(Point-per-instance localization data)
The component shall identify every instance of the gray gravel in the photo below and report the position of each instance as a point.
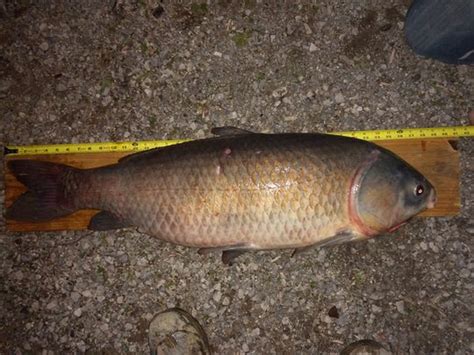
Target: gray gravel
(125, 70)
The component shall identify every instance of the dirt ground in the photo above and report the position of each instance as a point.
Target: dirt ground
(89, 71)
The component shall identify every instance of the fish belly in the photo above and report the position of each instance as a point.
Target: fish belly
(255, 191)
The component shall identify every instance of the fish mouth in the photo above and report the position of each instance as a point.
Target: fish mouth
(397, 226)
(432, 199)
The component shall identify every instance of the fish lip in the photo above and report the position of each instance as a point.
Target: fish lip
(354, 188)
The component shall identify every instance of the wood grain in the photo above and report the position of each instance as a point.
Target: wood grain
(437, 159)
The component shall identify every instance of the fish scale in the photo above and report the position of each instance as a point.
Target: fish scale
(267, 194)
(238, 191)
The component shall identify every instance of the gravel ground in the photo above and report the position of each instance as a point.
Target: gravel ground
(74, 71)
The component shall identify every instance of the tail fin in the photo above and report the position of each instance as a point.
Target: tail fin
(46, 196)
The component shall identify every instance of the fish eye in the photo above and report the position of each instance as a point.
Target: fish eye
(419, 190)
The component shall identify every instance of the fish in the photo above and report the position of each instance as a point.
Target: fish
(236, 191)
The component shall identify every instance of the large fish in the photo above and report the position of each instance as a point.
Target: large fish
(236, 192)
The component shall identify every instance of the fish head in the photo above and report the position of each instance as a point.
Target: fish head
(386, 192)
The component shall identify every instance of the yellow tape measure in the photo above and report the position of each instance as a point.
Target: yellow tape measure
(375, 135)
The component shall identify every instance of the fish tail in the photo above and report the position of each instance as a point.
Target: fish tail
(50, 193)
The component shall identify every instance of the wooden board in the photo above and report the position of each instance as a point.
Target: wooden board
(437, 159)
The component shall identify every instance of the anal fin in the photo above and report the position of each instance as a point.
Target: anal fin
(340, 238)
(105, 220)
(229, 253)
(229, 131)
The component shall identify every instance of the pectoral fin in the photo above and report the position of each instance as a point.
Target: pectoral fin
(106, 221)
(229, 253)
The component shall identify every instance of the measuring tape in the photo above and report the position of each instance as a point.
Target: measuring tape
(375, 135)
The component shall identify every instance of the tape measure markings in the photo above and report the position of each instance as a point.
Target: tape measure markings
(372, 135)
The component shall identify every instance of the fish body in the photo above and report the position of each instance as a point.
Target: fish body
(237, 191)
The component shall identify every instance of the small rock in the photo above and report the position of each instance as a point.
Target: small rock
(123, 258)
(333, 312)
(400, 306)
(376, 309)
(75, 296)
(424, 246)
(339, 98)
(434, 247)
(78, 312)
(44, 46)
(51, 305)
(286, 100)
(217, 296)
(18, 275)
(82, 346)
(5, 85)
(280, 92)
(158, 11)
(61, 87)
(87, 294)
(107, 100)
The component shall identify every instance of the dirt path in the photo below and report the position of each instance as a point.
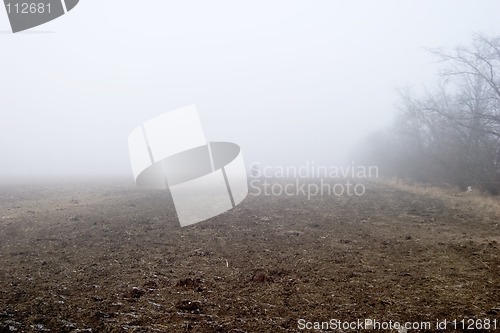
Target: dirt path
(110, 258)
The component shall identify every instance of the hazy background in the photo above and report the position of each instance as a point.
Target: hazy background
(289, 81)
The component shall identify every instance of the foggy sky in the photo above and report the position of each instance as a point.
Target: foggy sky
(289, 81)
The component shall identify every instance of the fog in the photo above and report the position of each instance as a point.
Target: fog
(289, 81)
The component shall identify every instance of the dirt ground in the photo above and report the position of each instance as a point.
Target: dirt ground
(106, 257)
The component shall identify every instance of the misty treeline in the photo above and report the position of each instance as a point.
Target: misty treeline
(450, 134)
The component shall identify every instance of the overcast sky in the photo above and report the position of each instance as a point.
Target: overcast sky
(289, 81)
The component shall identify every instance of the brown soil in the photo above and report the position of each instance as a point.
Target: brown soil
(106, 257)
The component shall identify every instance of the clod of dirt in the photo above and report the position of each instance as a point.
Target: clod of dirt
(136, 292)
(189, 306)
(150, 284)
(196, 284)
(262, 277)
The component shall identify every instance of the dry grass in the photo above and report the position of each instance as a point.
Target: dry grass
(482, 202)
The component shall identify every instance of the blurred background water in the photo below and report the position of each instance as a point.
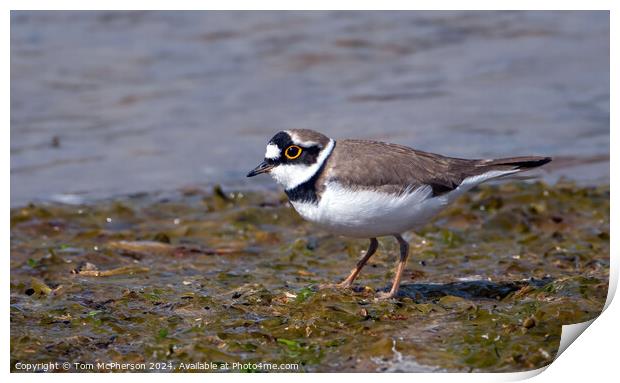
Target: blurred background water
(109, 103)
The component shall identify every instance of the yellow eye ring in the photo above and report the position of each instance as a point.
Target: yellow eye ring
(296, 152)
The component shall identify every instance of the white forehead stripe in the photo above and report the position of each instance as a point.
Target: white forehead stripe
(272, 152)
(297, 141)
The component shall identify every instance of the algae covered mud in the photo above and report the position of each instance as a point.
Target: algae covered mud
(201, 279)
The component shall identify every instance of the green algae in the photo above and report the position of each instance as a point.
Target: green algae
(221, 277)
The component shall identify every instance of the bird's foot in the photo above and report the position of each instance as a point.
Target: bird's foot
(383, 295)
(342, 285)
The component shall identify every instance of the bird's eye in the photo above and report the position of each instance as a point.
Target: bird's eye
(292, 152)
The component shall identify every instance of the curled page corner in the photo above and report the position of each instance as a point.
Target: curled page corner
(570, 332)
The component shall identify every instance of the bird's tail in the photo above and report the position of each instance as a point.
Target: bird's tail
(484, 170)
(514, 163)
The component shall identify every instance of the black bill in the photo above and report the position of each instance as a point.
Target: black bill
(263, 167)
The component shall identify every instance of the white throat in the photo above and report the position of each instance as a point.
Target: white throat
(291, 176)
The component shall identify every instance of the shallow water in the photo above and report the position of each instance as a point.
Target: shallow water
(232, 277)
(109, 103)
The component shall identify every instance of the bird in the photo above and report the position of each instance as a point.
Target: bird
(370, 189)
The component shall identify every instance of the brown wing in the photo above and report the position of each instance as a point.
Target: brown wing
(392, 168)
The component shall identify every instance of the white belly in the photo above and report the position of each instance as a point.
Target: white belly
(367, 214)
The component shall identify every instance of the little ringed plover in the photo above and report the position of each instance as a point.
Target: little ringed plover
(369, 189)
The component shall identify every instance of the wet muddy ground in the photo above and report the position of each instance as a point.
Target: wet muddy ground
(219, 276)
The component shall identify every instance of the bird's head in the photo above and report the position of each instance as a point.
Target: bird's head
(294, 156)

---

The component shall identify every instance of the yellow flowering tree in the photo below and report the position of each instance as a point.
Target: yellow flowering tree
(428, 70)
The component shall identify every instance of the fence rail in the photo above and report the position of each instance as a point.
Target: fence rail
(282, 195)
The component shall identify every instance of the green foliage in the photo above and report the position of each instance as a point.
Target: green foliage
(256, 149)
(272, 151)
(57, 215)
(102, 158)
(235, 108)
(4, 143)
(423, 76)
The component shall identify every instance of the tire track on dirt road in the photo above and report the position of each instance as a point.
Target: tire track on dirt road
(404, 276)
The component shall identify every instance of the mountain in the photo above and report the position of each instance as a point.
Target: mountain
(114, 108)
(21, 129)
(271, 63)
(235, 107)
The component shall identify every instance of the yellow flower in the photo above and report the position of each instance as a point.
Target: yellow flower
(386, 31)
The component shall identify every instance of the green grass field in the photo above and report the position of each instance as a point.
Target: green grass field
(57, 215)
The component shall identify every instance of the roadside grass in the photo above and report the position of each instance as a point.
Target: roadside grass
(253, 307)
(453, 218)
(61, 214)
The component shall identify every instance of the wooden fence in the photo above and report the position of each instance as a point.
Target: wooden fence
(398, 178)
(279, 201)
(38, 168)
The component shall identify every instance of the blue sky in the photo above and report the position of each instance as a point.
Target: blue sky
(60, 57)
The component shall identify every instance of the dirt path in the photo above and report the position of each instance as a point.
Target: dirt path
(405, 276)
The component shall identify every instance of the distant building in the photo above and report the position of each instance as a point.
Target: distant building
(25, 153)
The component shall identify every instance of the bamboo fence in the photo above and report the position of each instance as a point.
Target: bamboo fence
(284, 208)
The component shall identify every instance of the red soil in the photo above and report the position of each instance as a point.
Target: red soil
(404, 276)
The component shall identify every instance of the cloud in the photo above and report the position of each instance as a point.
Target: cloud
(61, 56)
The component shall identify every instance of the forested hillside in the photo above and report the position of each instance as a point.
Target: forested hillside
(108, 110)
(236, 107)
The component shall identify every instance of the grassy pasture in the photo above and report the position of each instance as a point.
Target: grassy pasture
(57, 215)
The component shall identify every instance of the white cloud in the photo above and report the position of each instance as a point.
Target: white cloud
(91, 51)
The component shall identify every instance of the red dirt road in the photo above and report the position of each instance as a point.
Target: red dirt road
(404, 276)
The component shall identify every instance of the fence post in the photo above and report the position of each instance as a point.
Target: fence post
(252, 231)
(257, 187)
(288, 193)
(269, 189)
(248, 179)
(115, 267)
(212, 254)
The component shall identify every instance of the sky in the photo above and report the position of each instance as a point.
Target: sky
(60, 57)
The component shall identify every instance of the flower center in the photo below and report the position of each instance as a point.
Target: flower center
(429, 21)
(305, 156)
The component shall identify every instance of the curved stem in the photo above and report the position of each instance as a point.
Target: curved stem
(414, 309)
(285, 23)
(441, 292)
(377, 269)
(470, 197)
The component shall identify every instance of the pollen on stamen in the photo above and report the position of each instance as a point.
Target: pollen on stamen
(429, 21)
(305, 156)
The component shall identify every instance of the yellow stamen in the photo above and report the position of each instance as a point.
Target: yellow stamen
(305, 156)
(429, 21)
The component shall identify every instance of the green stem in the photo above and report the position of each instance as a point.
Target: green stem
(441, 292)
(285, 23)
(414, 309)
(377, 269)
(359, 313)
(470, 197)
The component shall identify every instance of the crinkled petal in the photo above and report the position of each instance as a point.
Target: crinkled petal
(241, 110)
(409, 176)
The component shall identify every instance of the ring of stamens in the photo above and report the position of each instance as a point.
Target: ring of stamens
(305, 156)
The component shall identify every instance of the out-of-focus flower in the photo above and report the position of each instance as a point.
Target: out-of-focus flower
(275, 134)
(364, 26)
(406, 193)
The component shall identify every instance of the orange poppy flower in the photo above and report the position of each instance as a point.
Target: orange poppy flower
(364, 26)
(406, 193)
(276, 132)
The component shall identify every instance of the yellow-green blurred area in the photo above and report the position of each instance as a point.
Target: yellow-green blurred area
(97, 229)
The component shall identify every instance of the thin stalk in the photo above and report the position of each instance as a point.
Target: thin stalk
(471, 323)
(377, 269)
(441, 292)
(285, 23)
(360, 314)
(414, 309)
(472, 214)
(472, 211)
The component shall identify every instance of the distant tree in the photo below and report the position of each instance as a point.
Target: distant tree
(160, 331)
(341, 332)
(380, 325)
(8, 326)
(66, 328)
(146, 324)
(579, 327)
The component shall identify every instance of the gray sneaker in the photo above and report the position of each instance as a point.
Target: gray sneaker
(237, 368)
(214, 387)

==

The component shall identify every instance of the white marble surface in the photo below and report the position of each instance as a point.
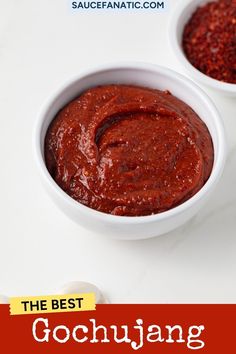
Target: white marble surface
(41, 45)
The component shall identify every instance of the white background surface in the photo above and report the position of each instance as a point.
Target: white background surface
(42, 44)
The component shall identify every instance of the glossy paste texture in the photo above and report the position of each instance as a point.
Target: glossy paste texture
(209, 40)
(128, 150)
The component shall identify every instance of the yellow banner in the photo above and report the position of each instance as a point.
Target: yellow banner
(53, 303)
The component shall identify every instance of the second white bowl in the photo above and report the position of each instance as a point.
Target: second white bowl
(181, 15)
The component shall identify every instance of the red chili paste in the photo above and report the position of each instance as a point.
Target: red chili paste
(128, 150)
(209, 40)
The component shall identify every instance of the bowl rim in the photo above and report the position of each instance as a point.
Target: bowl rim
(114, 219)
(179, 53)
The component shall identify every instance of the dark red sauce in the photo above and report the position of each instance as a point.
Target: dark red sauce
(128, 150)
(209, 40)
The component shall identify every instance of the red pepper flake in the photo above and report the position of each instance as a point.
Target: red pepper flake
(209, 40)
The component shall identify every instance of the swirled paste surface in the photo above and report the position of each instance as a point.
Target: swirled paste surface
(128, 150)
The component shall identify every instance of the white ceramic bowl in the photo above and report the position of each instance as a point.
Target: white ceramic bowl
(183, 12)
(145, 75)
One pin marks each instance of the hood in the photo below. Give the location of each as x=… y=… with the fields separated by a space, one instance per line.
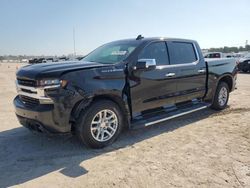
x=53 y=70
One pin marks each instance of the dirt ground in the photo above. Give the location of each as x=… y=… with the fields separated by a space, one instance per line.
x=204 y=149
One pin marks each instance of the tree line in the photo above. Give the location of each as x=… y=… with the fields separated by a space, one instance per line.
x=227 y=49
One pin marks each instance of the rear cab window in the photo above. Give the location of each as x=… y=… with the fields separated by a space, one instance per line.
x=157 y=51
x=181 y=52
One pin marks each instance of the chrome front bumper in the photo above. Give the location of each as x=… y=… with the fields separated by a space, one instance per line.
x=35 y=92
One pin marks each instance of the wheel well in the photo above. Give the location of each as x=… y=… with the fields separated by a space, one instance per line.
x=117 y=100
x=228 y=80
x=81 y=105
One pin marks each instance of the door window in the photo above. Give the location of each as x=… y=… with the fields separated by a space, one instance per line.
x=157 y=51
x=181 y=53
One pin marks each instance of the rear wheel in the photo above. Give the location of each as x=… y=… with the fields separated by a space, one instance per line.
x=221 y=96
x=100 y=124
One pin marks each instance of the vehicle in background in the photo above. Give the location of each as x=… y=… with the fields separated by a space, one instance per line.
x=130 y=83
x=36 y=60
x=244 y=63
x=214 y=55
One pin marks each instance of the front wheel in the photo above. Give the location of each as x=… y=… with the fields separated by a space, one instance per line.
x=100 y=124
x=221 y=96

> [Instructions to follow] All lines above from the one containing "Target: fish body" up to and including the one containing "The component shall identify every instance of the fog in" are to be set down exactly, and nothing else. Leave images out.

> [Worked solution]
Target: fish body
(237, 191)
The component shall identify every instance of the small rock in the photo above and report the position of each instance as a point.
Target: small rock
(123, 258)
(333, 312)
(400, 306)
(376, 309)
(75, 296)
(424, 246)
(339, 98)
(434, 247)
(78, 312)
(44, 46)
(51, 305)
(286, 100)
(217, 296)
(18, 275)
(82, 346)
(5, 85)
(280, 92)
(158, 11)
(61, 87)
(87, 294)
(107, 100)
The component shall identify every instance of the dirt path in the photo below and report the position of each instance as a point.
Target: dirt path
(110, 258)
The component shall identify every instance of the hazy background in the photo above and report the position of each instance as a point.
Target: hazy background
(289, 81)
The component shall identify every instance of the foggy sky in the photo above and report the position of each instance as a point.
Target: foggy sky
(289, 81)
The component shall identify every instance of the fog in the photo above and report the position of each instance as a point.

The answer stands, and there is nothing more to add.